>> BEGIN DATASET RECORDS

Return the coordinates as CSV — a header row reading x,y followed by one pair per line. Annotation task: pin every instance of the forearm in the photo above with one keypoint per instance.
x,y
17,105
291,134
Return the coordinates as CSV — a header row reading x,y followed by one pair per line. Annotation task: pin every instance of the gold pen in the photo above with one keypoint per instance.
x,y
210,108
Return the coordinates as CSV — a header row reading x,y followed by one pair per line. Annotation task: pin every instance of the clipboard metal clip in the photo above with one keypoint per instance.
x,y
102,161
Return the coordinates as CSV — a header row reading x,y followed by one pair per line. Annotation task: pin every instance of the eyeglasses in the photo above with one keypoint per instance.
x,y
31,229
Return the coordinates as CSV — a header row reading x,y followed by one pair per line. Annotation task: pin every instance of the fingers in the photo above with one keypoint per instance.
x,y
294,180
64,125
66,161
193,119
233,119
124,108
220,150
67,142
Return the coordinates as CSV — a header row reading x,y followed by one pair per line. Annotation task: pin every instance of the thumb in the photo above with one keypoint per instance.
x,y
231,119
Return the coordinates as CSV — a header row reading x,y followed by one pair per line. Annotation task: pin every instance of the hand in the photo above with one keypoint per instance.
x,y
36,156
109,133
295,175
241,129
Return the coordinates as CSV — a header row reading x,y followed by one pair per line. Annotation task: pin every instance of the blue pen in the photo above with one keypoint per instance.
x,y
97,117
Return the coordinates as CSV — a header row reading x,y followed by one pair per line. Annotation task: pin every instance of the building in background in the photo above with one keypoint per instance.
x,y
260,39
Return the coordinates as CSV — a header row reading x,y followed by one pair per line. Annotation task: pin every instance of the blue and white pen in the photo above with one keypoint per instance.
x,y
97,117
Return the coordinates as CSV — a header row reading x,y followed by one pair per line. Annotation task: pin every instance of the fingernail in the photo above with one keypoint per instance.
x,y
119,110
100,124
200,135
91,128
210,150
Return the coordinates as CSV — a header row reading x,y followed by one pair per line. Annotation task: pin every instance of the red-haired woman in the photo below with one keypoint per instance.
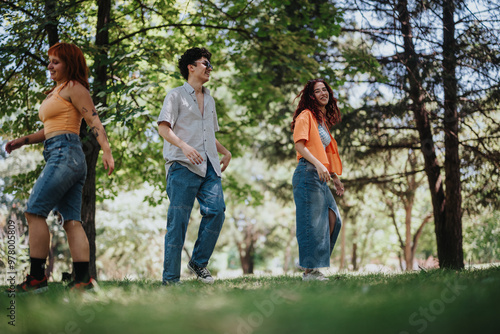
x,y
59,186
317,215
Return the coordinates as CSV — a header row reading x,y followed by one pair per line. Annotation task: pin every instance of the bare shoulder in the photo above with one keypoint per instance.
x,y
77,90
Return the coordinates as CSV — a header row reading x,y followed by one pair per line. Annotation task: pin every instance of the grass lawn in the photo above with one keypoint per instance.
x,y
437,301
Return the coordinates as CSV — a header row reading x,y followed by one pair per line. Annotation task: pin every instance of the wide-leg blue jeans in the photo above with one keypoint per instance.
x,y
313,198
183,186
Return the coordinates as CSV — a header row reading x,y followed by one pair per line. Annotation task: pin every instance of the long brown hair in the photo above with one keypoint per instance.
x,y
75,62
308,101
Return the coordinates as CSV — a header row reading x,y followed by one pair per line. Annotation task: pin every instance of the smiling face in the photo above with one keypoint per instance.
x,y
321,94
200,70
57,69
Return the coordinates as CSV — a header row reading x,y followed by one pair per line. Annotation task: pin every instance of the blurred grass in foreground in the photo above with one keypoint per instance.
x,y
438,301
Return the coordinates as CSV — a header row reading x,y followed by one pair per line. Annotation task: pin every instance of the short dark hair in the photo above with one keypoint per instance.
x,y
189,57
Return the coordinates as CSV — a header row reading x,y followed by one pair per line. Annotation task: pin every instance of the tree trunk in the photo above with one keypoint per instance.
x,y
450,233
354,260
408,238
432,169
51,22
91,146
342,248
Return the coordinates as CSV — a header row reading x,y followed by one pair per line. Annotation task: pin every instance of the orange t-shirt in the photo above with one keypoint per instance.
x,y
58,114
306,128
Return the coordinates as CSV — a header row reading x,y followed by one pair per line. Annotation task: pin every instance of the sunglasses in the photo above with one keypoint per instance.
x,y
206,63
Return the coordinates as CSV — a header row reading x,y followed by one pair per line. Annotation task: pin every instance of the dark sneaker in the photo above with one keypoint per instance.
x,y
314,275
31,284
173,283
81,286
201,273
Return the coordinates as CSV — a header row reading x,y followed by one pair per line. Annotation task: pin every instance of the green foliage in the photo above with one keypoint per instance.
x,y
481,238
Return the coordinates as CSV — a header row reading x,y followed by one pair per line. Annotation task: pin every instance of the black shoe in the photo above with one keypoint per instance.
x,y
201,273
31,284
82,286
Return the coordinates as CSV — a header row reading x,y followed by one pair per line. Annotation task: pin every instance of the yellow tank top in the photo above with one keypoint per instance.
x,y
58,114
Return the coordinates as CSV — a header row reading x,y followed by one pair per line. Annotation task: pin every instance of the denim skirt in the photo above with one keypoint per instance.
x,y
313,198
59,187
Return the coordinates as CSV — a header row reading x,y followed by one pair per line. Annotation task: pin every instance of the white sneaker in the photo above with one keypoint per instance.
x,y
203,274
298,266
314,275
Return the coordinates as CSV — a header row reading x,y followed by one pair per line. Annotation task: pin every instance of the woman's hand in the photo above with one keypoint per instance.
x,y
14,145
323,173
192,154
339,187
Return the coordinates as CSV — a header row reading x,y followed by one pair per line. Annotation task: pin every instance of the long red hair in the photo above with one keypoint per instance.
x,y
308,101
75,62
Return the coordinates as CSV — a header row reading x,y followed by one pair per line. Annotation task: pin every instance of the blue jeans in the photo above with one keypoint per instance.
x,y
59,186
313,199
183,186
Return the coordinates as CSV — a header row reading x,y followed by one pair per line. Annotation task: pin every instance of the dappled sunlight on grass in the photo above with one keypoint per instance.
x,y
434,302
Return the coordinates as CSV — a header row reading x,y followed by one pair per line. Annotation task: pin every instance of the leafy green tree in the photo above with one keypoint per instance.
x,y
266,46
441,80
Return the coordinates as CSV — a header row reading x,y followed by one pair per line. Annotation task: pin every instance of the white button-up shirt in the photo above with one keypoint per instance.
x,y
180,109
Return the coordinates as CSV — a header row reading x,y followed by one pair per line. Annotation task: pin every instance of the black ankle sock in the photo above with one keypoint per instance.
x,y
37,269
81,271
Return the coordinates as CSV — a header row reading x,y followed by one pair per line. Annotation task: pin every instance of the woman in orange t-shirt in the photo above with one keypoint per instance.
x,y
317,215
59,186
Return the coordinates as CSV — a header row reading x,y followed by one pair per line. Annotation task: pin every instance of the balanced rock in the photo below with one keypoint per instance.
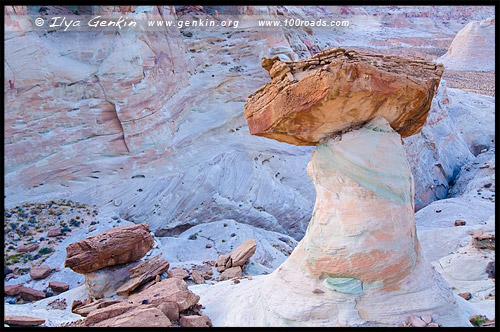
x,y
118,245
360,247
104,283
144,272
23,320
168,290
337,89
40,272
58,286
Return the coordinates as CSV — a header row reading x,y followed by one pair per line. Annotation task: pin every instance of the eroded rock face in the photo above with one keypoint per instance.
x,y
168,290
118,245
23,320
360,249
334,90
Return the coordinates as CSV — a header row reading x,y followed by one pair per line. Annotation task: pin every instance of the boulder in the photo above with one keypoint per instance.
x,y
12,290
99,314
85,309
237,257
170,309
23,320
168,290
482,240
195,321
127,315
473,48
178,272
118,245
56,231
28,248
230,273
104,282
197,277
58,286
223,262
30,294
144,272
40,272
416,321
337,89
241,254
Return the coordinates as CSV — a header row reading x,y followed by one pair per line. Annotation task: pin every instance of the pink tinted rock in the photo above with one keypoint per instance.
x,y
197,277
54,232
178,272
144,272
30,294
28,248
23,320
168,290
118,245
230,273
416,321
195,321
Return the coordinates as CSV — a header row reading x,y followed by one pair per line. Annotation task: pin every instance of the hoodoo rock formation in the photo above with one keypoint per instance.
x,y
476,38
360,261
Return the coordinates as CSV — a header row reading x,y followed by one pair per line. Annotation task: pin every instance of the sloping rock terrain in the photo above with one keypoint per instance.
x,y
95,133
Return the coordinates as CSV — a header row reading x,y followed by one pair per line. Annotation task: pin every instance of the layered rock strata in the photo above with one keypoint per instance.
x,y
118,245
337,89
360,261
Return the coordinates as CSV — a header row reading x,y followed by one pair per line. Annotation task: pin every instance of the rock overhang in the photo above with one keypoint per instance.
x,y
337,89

>> END DATASET RECORDS
>> BEGIN DATASET RECORDS

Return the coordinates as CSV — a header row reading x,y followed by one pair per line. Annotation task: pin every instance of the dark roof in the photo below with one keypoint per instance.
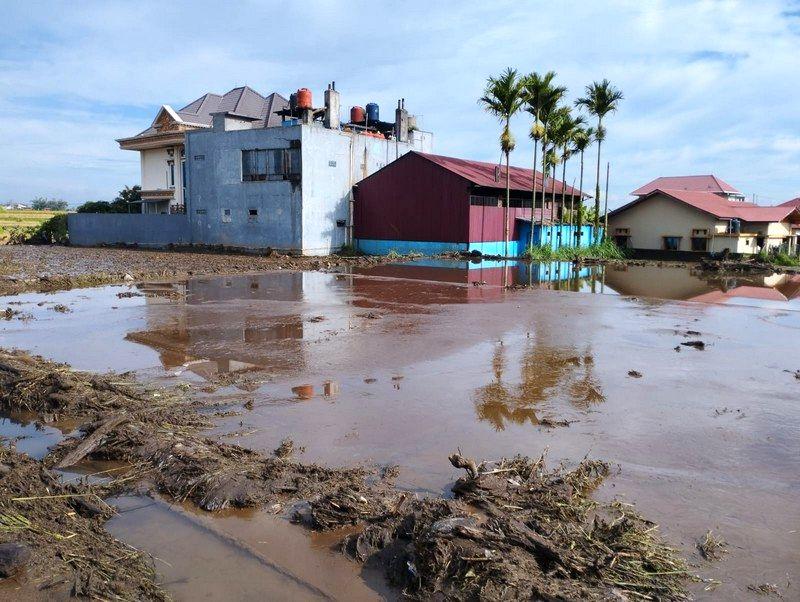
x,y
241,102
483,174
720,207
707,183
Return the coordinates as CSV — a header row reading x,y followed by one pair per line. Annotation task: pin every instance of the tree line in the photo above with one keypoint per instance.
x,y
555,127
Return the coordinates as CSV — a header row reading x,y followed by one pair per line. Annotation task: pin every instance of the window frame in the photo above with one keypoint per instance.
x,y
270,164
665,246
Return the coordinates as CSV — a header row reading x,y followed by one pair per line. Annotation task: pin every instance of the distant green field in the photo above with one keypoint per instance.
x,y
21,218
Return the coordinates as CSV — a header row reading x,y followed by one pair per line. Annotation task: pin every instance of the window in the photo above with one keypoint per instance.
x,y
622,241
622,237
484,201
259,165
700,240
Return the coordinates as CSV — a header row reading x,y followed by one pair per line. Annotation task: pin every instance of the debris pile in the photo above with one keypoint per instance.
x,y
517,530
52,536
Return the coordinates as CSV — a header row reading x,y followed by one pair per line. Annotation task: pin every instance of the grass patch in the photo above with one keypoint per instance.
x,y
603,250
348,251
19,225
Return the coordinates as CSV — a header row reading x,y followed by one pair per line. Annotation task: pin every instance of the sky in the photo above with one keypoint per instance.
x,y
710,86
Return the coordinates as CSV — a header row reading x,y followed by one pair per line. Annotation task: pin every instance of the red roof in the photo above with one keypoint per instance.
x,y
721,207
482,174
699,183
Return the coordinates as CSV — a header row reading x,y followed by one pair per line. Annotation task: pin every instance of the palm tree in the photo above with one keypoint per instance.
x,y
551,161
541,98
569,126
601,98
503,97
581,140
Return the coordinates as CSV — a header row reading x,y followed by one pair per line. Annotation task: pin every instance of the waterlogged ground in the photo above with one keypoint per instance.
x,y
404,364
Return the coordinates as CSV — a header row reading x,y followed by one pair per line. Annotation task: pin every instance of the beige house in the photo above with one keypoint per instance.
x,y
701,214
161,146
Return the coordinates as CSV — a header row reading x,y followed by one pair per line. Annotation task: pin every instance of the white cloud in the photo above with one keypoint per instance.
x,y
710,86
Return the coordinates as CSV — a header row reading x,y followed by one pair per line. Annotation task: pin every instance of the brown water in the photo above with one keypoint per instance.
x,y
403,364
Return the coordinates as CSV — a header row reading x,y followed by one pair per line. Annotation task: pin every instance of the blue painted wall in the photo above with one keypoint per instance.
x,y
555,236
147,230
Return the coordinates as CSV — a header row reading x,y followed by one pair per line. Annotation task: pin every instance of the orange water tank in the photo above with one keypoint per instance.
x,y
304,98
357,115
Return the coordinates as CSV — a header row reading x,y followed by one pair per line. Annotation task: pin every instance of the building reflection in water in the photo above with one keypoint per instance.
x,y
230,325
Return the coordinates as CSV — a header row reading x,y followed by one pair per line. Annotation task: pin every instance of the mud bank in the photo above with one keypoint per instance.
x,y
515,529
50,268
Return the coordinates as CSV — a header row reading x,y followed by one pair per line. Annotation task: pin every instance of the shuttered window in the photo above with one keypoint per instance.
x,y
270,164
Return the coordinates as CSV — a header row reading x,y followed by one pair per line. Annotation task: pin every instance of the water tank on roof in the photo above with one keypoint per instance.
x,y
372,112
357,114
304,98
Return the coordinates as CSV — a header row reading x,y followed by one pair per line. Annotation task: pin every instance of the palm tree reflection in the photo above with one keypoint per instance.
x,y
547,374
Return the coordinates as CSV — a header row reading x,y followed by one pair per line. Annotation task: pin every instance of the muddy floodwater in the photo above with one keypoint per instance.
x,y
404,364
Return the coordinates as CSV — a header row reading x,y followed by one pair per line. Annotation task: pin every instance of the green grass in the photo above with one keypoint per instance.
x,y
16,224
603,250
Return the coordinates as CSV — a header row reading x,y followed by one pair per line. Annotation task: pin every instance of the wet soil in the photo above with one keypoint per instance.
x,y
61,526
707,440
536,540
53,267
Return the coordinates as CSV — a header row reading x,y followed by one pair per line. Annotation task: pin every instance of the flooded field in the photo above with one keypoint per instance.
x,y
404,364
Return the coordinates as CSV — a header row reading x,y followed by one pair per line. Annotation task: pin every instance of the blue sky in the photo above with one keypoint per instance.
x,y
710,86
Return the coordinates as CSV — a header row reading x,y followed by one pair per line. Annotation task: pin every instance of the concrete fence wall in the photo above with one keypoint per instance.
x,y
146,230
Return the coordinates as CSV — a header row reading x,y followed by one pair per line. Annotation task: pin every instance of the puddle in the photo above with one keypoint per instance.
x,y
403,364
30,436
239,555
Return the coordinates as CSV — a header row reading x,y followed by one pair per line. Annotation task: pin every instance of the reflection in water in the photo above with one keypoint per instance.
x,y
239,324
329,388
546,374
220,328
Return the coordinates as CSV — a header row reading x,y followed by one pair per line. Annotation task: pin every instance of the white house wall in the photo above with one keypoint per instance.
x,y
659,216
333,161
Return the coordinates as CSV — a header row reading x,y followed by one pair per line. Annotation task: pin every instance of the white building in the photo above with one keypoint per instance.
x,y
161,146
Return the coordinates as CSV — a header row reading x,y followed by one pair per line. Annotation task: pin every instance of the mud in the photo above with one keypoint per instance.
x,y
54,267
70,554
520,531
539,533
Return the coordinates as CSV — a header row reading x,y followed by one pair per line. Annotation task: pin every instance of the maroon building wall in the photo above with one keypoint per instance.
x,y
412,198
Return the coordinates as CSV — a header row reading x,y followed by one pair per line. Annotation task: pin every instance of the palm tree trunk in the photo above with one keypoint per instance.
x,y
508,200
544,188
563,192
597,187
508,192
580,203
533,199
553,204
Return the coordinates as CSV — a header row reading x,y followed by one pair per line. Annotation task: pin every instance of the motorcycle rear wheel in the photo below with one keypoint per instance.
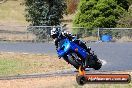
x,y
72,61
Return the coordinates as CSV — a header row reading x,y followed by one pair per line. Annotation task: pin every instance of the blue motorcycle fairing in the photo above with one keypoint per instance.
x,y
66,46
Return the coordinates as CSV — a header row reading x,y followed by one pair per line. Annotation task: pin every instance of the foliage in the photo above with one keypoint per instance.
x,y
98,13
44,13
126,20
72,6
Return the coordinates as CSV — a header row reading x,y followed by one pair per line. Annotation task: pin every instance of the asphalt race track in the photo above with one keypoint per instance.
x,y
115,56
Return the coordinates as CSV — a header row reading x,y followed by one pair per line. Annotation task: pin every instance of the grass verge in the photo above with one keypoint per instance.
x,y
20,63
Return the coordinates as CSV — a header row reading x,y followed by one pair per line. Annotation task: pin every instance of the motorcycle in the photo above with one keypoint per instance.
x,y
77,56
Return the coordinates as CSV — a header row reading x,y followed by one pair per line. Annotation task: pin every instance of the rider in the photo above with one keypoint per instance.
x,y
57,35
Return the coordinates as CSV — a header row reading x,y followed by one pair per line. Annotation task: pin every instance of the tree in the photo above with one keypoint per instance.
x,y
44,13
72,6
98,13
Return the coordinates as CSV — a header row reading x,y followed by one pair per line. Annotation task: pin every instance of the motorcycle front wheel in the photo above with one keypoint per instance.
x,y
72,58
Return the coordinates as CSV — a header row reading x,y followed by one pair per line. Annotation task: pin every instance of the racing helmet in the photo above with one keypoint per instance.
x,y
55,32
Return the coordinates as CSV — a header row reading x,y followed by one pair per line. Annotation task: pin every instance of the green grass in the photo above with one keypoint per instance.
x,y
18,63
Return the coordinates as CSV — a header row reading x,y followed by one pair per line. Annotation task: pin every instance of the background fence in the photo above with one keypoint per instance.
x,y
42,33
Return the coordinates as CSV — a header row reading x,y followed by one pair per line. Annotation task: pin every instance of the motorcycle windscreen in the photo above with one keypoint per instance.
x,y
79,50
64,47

>> END DATASET RECORDS
>> BEGIN DATASET RECORDS

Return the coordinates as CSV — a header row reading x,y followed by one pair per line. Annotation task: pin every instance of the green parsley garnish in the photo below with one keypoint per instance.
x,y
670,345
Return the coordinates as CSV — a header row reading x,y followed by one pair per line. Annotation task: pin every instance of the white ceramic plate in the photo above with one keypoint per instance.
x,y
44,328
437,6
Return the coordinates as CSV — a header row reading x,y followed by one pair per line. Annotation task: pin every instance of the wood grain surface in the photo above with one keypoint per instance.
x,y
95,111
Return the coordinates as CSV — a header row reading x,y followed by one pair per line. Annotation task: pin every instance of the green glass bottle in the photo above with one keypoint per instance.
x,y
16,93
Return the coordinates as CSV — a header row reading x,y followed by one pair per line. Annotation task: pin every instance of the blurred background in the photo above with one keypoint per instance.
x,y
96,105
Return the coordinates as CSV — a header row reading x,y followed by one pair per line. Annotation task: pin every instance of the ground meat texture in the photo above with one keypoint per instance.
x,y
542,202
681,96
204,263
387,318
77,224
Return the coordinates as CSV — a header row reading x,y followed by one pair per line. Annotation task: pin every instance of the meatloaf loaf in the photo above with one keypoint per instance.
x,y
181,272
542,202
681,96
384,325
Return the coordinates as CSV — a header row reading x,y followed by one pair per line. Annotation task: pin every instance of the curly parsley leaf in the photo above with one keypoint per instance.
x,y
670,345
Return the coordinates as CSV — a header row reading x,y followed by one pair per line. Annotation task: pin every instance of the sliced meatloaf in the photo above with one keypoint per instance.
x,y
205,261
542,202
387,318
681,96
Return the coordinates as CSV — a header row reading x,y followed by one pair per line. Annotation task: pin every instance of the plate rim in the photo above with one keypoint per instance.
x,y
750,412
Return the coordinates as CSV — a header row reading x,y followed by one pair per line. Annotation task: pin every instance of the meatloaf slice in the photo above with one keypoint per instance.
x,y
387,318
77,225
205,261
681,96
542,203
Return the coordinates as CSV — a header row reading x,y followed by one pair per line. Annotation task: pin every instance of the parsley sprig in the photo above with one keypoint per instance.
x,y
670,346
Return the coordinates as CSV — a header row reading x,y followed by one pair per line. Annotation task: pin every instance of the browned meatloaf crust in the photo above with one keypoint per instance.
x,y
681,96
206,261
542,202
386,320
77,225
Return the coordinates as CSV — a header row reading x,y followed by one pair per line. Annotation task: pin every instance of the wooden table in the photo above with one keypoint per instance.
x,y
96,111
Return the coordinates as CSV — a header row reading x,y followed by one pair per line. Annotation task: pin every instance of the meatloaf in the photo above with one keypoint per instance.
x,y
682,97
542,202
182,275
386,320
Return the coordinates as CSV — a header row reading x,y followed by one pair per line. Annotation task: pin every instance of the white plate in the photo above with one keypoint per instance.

>> END DATASET RECORDS

### TASK INSTRUCTIONS
Copy out again, in full and in order, only the lines from the one that contains "the meatloaf slice" through the one that contains "the white plate". Shift every answer coordinate by adding 119 to each x and y value.

### RESPONSE
Return the coordinates as CSV — a header row reading x,y followed by one pair per line. Annotation task: pin every instance of the meatloaf slice in the photo above with one keypoint per instance.
x,y
506,437
196,344
324,380
800,215
661,322
Return the coordinates as CSV — a header row reading x,y followed by one pair per line. Annotation task: pin every instance of the parsley sprig in the photo above with one keypoint per instance.
x,y
789,465
Return the coordinates as CSV — a header row reading x,y followed by one pair per line. Annotation task: pin every instance of the browned meatloaf crust in the photo above with one keypoint per instance.
x,y
800,215
325,380
661,321
505,439
196,344
Return the coordinates as CSV — a header row reading x,y followed by one pair per line. Annotation task: pin every instance of the wooden table in the photo above with one keypoint per instance.
x,y
215,230
Return the coordinates as CSV — a header row reading x,y followed by one pair per line. Annotation task: pin every instance of the meatloaf in the photo above with one keypoint per instance.
x,y
801,216
661,321
301,394
505,439
Return the coordinates as CSV — a header row reading x,y followed by one pair per line. Annotation task: pin every instance of the white plate in the photo above with one keypoint per instance.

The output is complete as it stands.